• **WORK INSTRUCTION**:
Filter the listing below, please, and copy only the lines with the word "mountain".

• **RECORDED DATA**:
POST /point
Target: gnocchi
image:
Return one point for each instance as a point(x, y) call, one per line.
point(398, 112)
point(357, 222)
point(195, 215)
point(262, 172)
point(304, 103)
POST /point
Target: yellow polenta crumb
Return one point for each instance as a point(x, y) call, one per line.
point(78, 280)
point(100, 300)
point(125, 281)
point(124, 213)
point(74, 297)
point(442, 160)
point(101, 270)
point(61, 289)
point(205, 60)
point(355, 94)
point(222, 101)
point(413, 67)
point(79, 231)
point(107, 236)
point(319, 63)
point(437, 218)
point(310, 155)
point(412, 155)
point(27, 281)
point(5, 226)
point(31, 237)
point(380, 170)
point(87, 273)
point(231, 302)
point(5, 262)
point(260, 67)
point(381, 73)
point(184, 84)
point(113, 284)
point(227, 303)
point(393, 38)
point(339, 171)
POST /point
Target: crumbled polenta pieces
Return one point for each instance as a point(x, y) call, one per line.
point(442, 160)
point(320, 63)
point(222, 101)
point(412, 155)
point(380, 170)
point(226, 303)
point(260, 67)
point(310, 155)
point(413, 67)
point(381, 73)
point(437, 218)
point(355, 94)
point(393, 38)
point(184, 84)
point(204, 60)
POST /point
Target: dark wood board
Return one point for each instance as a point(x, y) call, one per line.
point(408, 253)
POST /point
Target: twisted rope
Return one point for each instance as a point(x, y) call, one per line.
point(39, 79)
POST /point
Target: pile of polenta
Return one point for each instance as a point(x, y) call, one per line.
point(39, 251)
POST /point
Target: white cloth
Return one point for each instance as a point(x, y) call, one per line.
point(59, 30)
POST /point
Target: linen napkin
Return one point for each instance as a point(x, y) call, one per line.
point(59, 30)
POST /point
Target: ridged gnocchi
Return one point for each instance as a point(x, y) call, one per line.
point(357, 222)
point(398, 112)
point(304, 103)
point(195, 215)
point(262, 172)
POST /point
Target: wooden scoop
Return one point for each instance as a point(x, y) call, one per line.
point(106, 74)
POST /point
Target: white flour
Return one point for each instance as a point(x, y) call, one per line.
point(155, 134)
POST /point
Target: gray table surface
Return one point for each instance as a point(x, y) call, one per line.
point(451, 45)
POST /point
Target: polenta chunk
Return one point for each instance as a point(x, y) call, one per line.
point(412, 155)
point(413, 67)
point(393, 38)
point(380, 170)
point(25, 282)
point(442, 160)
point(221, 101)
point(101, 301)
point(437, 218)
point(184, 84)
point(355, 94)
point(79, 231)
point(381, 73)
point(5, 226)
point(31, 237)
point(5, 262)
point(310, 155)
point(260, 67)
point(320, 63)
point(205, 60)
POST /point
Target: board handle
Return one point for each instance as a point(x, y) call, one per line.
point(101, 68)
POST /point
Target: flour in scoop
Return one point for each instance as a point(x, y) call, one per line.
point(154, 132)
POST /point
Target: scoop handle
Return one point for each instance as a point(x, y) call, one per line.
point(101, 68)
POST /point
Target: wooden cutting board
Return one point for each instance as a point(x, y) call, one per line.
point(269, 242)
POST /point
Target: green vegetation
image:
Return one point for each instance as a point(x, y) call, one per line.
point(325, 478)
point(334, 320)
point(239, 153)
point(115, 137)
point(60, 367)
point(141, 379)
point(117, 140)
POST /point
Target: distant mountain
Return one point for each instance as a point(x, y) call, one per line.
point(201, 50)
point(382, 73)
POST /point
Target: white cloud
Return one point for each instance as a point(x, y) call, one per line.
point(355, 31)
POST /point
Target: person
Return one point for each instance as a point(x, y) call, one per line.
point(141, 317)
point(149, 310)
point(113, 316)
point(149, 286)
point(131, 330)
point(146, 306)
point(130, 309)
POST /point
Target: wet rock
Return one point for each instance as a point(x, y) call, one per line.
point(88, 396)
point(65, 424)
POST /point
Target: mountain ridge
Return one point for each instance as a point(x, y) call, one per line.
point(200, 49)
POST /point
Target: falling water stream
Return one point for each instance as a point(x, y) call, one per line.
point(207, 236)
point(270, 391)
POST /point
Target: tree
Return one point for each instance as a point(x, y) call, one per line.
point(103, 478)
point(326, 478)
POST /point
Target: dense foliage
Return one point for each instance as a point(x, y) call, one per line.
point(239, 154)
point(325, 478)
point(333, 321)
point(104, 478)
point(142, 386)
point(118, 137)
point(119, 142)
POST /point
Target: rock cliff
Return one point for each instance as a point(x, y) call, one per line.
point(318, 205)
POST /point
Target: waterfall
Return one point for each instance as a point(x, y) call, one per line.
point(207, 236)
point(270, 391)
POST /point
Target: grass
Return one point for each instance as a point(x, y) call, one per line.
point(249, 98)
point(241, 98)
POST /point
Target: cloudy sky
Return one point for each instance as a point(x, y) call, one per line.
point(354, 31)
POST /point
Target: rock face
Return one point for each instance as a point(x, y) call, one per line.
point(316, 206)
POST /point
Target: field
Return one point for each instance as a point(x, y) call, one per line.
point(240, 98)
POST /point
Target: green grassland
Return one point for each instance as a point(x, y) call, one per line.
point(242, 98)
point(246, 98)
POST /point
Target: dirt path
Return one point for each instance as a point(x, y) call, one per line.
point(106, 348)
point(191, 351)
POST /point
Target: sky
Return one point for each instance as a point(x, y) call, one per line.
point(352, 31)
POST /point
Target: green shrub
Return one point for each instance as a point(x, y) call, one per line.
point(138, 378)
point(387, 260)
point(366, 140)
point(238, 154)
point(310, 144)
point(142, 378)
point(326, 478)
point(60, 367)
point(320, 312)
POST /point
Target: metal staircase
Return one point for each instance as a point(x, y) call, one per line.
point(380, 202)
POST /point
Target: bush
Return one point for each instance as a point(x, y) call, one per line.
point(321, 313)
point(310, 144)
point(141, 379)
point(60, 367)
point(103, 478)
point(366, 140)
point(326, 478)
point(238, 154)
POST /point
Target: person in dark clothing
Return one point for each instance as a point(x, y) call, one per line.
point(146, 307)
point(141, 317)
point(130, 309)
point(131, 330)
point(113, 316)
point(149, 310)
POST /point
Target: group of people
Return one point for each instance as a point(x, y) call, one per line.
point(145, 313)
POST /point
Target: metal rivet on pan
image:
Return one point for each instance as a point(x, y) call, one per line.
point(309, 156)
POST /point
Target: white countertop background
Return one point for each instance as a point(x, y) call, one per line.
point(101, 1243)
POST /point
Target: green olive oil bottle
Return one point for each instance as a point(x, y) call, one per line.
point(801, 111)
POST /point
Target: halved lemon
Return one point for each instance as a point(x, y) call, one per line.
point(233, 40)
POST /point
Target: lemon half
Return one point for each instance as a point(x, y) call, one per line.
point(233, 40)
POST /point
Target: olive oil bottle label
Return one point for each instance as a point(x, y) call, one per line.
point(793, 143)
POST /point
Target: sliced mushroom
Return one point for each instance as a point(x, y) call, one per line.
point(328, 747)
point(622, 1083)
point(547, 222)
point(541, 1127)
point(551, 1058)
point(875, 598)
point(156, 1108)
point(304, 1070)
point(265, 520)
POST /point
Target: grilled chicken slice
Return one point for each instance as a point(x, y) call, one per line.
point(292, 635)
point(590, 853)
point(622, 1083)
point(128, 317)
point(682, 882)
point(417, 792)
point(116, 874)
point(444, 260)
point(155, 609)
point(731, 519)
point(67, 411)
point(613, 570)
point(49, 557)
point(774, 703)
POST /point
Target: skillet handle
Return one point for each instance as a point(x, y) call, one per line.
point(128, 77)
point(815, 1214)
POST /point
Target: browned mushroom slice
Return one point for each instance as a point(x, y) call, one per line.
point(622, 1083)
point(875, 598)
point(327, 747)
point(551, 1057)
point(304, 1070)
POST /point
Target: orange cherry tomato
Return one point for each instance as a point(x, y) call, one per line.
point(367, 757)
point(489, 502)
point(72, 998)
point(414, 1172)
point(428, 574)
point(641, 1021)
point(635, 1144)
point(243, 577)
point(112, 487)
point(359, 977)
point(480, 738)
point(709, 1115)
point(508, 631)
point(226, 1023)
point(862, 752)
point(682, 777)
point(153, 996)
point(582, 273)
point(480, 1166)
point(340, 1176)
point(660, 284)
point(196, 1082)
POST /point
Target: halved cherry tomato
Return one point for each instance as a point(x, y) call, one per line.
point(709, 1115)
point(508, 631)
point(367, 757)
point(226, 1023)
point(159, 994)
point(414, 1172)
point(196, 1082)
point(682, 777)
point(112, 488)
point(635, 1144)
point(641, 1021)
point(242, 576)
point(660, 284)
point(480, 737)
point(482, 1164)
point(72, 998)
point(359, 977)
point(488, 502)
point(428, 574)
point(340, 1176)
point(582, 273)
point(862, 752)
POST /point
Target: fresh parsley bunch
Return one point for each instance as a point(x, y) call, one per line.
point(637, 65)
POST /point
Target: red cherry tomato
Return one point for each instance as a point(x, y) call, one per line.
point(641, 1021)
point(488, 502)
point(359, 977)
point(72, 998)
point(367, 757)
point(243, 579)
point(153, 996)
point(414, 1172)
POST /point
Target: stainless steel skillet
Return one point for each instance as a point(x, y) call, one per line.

• **SOLUTION**:
Target: distant mountain
Target: mountain ridge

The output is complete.